Pour chacune des affirmations suivantes, dites s'il vous plaît si elle concorde avec l'extrait sur la sortie de l'euro, en répondant par oui ou par non et en citant mot pour mot le passage qui tranche. 1. La France émet 97 % de sa dette souveraine dans son propre droit. 2. La règle appliquée par la cour d'arbitrage internationale date du début des années 1950. 3. Moins de la moitié de la dette grecque est émise en droit étranger.

> _Extrait à lire_
┌────────
JdR : Question ambitieuse certes mais comment peut-on envisager une sortie de l’euro sans douleur ? On entend chaque jour que cela ne serait pas sans pertes et fracas.
JS : Qu’appelle-t-on « douleur » ici ? On sait qu’une dissolution de l’Euro poserait deux problèmes immédiats, celui des dettes et celui des flux financiers entre les diverses économies.
Pour ce qui est des dettes, on sait aussi que la dette souveraine de nombreux pays, dont la France à 97%, est émise dans le droit de ce pays. Or, la règle, établie par la cour d’arbitrage internationale depuis la fin des années 1920, est que tout titre émis dans le droit du pays « x » doit être payé dans la monnaie du pays « x », quel que soit le nom de cette monnaie.
Parler soit d’une multiplication importante pour la dette française comme le font Nicolas Sarkozy et les dirigeants de l’ex-UMP, ou au contraire parler d’un possible défaut, comme le fait J-L Mélenchon, n’a aucun sens.
C’est ce que l’on appelle la lex monetae. Cela veut dire que si la France décide de quitter l’Euro et de revenir au Franc, 97% de notre dette publique sera immédiatement et sans contestation possible, re-dénomminée en Franc. De ce point de vue, le seul pays qui serait obligé de faire défaut sur sa dette souveraine serait la Grèce car plus des deux-tiers de sa dette est émis en droit étranger. Parler soit d’une multiplication importante pour la dette française comme le font Nicolas Sarkozy et les dirigeants de l’ex-UMP, ou au contraire parler d’un possible défaut, comme le fait J-L Mélenchon, n’a aucun sens. Pour les uns, cela relève du mensonge pur et simple, et pour Mélenchon de son incompréhension du mécanisme des dettes publiques.
└────────
> _Données_
┌────────
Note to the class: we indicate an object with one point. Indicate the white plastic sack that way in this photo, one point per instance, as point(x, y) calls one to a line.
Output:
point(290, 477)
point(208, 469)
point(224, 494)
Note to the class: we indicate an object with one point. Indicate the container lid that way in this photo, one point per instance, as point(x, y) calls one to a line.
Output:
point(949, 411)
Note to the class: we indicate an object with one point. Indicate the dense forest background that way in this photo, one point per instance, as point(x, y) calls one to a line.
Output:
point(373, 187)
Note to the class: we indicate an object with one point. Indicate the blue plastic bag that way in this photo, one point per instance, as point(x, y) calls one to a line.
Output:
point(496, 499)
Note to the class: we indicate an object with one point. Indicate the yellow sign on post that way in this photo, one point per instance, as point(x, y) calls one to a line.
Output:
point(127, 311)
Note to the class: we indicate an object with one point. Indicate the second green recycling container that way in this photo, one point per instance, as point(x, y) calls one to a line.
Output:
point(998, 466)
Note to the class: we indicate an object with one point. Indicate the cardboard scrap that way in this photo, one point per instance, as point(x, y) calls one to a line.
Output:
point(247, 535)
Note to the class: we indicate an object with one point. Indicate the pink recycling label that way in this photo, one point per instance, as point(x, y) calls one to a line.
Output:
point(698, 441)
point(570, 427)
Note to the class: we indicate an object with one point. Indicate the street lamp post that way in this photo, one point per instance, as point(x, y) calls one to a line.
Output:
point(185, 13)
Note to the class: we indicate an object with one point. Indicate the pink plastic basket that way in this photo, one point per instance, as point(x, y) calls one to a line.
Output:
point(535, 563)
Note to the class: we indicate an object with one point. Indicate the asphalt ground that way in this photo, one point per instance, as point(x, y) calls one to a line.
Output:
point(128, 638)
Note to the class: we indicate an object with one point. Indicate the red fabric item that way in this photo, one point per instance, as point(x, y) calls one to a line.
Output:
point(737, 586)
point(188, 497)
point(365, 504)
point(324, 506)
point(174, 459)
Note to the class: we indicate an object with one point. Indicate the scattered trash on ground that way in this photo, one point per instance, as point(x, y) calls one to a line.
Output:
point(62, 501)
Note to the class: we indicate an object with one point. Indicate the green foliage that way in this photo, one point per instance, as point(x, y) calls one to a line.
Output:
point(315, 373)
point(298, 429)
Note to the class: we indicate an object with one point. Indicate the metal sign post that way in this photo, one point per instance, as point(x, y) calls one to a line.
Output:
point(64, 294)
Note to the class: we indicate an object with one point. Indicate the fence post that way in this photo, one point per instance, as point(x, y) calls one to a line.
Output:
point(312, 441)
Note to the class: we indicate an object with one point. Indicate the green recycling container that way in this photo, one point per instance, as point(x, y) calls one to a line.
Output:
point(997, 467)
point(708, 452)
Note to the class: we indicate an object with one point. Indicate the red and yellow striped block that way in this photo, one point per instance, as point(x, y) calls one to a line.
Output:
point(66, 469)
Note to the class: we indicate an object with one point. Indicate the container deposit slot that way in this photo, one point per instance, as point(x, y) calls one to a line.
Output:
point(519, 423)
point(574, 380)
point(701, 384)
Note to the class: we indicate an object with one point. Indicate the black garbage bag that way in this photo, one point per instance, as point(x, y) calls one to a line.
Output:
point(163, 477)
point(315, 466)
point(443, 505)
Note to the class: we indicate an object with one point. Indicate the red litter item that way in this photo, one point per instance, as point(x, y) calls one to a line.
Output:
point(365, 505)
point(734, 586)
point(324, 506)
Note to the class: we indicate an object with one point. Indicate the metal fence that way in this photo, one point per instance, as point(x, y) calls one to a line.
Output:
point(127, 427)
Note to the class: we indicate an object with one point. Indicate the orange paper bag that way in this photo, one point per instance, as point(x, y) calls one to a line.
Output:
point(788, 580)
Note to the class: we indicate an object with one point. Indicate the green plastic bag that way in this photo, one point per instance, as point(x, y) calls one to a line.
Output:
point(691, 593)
└────────
> _Corrigé_
1. Oui : « dont la France à 97%, est émise dans le droit de ce pays ».
2. Non : « depuis la fin des années 1920 ».
3. Non : « plus des deux-tiers de sa dette est émis en droit étranger ».